[Object position labeling entries]
= = = =
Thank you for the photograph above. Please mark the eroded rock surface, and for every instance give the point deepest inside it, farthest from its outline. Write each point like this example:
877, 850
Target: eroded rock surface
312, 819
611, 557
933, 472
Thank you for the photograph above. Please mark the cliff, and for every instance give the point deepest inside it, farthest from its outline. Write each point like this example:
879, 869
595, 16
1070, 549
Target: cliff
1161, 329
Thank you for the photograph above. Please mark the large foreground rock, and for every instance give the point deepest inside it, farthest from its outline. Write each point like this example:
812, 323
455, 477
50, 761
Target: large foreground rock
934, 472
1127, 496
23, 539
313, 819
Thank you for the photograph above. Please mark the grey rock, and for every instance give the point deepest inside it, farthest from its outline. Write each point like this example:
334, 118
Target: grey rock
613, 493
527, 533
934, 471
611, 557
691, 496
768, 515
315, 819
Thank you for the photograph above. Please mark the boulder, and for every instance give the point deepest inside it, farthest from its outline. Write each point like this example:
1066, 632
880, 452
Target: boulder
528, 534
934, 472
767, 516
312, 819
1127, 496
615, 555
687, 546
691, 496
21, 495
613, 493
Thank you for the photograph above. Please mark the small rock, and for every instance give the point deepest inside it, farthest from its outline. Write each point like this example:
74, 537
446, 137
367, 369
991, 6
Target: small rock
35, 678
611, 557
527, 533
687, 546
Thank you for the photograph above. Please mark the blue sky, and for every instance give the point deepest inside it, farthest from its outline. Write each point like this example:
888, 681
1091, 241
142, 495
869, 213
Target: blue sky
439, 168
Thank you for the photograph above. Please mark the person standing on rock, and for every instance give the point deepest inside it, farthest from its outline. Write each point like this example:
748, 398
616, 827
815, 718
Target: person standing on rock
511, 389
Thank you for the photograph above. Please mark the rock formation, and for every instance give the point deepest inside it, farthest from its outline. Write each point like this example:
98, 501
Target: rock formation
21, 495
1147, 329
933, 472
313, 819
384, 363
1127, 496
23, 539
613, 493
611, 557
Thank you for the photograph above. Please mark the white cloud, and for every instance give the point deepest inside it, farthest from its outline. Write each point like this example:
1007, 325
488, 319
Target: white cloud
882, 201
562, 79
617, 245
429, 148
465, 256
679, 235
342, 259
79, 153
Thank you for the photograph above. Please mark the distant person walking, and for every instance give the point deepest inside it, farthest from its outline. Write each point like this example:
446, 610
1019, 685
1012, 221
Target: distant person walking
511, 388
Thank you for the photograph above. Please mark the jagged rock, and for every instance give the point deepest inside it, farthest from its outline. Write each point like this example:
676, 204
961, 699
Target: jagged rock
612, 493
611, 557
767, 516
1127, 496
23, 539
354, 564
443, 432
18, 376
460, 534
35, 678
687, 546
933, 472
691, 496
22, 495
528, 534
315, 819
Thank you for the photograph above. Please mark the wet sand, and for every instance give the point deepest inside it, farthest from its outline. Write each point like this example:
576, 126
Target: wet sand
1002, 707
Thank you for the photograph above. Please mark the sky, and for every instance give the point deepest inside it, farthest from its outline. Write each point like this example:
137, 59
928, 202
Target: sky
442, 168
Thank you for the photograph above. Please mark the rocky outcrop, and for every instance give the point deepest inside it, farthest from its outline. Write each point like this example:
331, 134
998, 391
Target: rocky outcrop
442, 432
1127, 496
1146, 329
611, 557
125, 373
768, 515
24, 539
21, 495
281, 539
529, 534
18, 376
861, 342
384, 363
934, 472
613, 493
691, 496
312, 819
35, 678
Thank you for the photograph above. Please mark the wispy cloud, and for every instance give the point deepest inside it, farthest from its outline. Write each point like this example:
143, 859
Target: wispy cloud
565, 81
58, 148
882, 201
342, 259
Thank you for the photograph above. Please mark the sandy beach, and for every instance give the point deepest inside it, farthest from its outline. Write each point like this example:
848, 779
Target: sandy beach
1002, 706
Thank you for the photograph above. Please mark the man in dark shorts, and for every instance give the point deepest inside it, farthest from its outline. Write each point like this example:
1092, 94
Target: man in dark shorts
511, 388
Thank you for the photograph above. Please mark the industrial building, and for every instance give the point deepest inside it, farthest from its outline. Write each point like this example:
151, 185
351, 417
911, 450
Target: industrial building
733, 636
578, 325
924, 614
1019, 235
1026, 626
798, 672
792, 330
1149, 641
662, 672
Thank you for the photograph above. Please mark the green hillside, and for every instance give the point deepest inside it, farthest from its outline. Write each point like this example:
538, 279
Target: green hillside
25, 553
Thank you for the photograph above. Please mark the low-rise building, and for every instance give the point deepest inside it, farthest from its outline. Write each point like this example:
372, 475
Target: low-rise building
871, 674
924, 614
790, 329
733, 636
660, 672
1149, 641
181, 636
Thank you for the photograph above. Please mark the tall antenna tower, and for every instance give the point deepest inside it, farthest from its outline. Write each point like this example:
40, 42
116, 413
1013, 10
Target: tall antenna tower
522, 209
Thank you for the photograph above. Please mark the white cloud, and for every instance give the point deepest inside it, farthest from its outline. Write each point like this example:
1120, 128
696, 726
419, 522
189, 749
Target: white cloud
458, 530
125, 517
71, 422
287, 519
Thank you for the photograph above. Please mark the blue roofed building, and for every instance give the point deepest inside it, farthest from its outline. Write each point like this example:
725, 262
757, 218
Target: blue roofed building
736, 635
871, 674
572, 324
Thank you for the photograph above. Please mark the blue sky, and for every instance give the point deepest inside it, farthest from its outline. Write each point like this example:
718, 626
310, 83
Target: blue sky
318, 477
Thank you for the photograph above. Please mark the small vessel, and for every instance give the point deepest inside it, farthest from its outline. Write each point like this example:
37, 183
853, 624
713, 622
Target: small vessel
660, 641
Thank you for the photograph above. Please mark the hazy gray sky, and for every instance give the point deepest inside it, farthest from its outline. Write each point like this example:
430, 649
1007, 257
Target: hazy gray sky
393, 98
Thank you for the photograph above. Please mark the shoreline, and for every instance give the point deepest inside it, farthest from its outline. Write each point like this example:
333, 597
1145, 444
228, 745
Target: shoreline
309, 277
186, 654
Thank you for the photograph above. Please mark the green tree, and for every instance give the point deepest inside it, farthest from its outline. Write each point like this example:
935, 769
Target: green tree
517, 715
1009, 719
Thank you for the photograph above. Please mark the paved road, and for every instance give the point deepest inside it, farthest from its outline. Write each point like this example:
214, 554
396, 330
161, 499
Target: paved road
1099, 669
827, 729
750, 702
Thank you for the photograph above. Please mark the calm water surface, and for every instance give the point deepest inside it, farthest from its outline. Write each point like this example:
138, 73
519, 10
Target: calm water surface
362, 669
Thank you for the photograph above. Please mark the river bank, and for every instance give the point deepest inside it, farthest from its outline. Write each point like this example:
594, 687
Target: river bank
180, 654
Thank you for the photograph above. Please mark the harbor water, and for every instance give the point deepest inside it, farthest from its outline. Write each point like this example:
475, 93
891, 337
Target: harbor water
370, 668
= = = =
PROBLEM TO SOLVE
Please retype the entries above without any changes.

RESULT BELOW
Thank you for the photograph above. Please mark the eroded rock surface, and for every instance give the point deepest inside it, farthest from its outline. Write each point like this example:
877, 850
Target: eroded rock surface
312, 819
611, 557
933, 472
Thank you for the photograph above. Please mark the cliff, and for every instance give the point deepest inside it, farthest from its outline. Write each point like this example:
879, 869
595, 16
1070, 549
Target: cliff
1161, 329
Thank you for the photograph above. Please mark the large foreground rock, and for every instance give the point deepest inside it, farthest from its outline. Write each point like this example:
812, 323
455, 477
50, 761
Target: large foreground rock
934, 472
1127, 496
23, 539
313, 819
Thank you for the photograph above. Please mark the grey rock, and for every instance give the point deepest inside it, farthest from its outline. Write each point like this example:
334, 118
Target: grey rock
613, 493
527, 533
934, 471
611, 557
691, 496
768, 515
315, 819
Thank you for the photograph above. Please mark the boulder, and for every instance give the point deepest inside it, farthest from its outline. Write each point like this example:
1066, 632
880, 452
Target: boulder
528, 534
934, 472
767, 516
312, 819
1127, 496
615, 555
687, 546
691, 496
21, 495
613, 493
Thank you for the photograph above. Please mark the small rock, and for every instance give the point deepest inside it, farthest from its outline. Write each point like this example:
74, 537
446, 137
367, 369
991, 6
Target: small rock
35, 678
611, 557
527, 533
687, 546
Thank you for the photograph above. Please mark the blue sky, and for every instance give the point deepest inside it, farthest from its outline. Write each point like this example:
888, 681
1091, 241
142, 495
869, 213
Target: blue sky
439, 168
Thank you for the photograph above. Please mark the person standing on rock, and for every instance give the point deepest inside it, farthest from its outline. Write each point like this example:
748, 398
616, 827
815, 718
Target: person standing on rock
511, 389
Thank you for the photograph above. Please mark the rock formation, and for every instance give the point deepest inside it, farthest from its outline. Write each point like this example:
98, 501
Target: rock formation
21, 495
1147, 329
933, 472
313, 819
384, 363
1127, 496
23, 539
613, 493
611, 557
Thank you for the photograph above. Please mark the white cloud, and for every instance give the point deepest inside it, farthest from its outline. Write each point like this example:
1007, 325
488, 319
Target: white cloud
882, 201
562, 79
617, 245
429, 148
465, 256
679, 235
342, 259
79, 153
Thank you for the photograph above. Please mark the distant person walking, and for every instance give the point deepest inside it, farthest from its outline. Write each point like this example:
446, 610
1019, 685
1012, 221
Target: distant person walking
511, 388
Thank you for the photograph above. Please mark the jagged rock, and for every instance give the point deepest inside it, farthest from its outline. Write each point like this example:
676, 204
961, 699
Target: jagged rock
612, 493
611, 557
767, 516
1127, 496
23, 539
354, 564
443, 432
18, 376
460, 534
35, 678
687, 546
933, 472
691, 496
22, 495
528, 534
315, 819
Thank you for the photograph above. Please mark the wet sand, and for every instance give the point deepest inside it, farthest from its outline. Write each point like this example:
576, 126
Target: wet sand
1002, 707
Thank you for the photograph above. Please mark the sky, and for every instance give the point deepest inside it, farthest from its outline. Write each point like this example:
137, 59
928, 202
Target: sky
442, 168
Thank you for the photograph above. Please mark the rocky outcrop, and for every instance give the point deepest inside it, farthest from its outline. Write each point like this example:
331, 134
998, 391
Target: rocky outcrop
442, 432
1127, 496
1146, 329
611, 557
125, 373
768, 515
24, 539
21, 495
281, 539
529, 534
18, 376
861, 342
384, 363
934, 472
613, 493
691, 496
312, 819
35, 678
Thank you for the photograph above. Please mark the wispy cloud, and for every instance give the point deepest inside it, farthest from its outline. Write each point like this example:
143, 859
Target: wispy cloud
565, 81
58, 148
882, 201
342, 259
Thank you for the photograph above. Please mark the sandy beach, and for every instance give the point deepest inside it, farthest from its outline. Write each point like this example:
848, 779
Target: sandy beach
1002, 706
Thank you for the photograph above. Please mark the man in dark shorts, and for every instance give the point deepest inside it, farthest from its outline. Write each point like this example:
1092, 94
Target: man in dark shorts
511, 388
Thank you for the photograph above. Please mark the industrial building, and for every instance give the point deepest inside it, farthest from its outline. Write each point like this example:
151, 185
351, 417
911, 450
Target: industrial building
733, 636
578, 325
924, 614
1019, 235
1026, 626
798, 672
792, 330
1149, 641
662, 672
Thank you for the photograph above. Please mark the green hillside, and for every instance give the point deepest inside it, farthest from its outline. Write each point like this example:
538, 279
Target: green hillside
25, 553
Thank you for the photograph above. Please mark the low-rise building, and for every instance give the point deepest inside it, farthest from its outline. Write each point like this example:
372, 475
Target: low-rise building
871, 674
924, 614
790, 329
733, 636
660, 672
1149, 641
181, 636
Thank you for the photograph above. Please mark the tall antenna tower, and for every instance give the point deepest inside it, farthest from its outline. Write each point like this example:
40, 42
116, 413
1013, 10
Target: tall antenna tower
522, 209
Thank you for the photograph above. Please mark the white cloud, and for every instance give the point deepest inside it, farthest from its outline. Write each point like this example:
1120, 128
696, 726
419, 522
189, 749
Target: white cloud
458, 530
125, 517
71, 422
287, 519
Thank you for the photograph above. Please mark the blue roofed building, and for every instance give the point deepest inside it, farthest from its outline. Write each point like this example:
725, 262
757, 218
Target: blue roofed building
736, 635
871, 674
572, 324
Thank you for the photograph above. Please mark the blue sky, and for every instance give the point deepest inside it, farthest from its outline. Write each point like this example:
718, 626
310, 83
Target: blue sky
318, 477
Thank you for the photograph above. Please mark the small vessel, and for every instance give the point deepest inside it, farthest from its outline. Write each point like this example:
37, 183
853, 624
713, 622
Target: small vessel
660, 641
Thank you for the photograph above. Please mark the hazy gray sky, and for every instance give the point deepest inside it, farthest from its outline. Write each point like this example:
430, 649
1007, 257
Target: hazy gray sky
393, 98
Thank you for the photograph above. Please mark the shoreline, and for every instance give the point deepest inside it, farthest from its outline. Write each point like this example:
333, 597
1145, 444
228, 745
Target: shoreline
309, 277
186, 654
Thank you for the photograph above. Please mark the green tree, and for every instance give the point deepest inside it, farthest from its outline. Write each point like this example:
935, 769
Target: green tree
517, 715
1009, 719
Thank you for the photograph above. Please mark the paved road, and for every instance give the point deepest inside it, farthest from its outline. Write each point like this example:
214, 554
396, 330
161, 499
Target: paved road
1099, 669
827, 729
750, 702
Thank you for the photograph above. Please mark the calm water surface, and for every instance give the point deepest inside it, farthest from its outline. Write each point like this example:
138, 73
519, 10
Target: calm water surface
362, 669
Thank you for the photograph above. Please mark the river bank, and for every instance give the point deepest inside it, farthest from its outline. Write each point like this example:
594, 687
Target: river bank
180, 654
Thank you for the photograph above. Please mark the harbor water, and for every instance give the point deepest inside it, farthest from its outline. Write each point like this example:
475, 93
891, 337
Target: harbor water
370, 668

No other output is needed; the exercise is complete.